[START Exercise data]

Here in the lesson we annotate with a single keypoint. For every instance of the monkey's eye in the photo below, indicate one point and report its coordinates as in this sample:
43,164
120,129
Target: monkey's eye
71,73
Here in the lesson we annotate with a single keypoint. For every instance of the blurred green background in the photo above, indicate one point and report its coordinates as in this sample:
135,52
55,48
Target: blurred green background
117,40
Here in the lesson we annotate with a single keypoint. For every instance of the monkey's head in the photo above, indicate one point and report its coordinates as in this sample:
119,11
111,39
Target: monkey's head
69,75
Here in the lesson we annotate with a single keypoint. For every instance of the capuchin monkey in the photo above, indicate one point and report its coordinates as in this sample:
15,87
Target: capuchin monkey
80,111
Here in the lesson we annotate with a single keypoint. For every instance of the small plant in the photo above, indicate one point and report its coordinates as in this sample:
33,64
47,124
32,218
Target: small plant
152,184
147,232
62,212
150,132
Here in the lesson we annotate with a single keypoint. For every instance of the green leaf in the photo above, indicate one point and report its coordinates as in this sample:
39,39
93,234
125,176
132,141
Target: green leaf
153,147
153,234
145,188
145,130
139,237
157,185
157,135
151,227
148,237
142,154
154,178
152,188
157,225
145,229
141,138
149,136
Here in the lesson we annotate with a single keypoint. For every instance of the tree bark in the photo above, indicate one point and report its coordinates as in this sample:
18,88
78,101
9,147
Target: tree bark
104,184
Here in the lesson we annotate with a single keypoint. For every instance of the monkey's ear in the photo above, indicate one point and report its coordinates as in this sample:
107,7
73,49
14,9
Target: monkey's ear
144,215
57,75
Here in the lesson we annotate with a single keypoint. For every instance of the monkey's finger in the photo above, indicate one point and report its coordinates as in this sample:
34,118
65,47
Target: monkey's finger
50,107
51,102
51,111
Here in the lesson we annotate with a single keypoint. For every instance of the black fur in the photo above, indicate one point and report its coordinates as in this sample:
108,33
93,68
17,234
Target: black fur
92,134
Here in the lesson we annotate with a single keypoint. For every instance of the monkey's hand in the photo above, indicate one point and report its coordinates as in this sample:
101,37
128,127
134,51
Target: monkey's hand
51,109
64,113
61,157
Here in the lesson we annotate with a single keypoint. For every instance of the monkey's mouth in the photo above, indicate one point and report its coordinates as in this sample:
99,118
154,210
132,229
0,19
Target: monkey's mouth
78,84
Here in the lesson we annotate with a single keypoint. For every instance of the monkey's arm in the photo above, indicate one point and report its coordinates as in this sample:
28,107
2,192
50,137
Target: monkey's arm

[END Exercise data]

| Task to complete |
Starting at the line that contains "the monkey's hand", repeat each line exactly through the last one in the listing. Include both of those lines and nothing more.

| Result of the task |
Here in the lesson we annotate with a single keypoint. For every instance of the monkey's hand in the photo above, indicate one point and report its coordinates as in this sample:
101,37
128,127
134,51
Target: monkey's hand
51,109
64,113
61,157
Here in the lesson we annotate with a single keypoint. For every instance of the monkey's mouth in the photo above, indicate one point and report its coordinates as in this sample:
99,118
154,210
132,229
0,19
Target: monkey's mouth
78,84
Here in the lesson we annotate with a single keypoint. For every instance of the monkey's arm in the photo above, indicate one point and report its coordinates as in this sample:
28,107
2,192
50,137
Target: monkey's arm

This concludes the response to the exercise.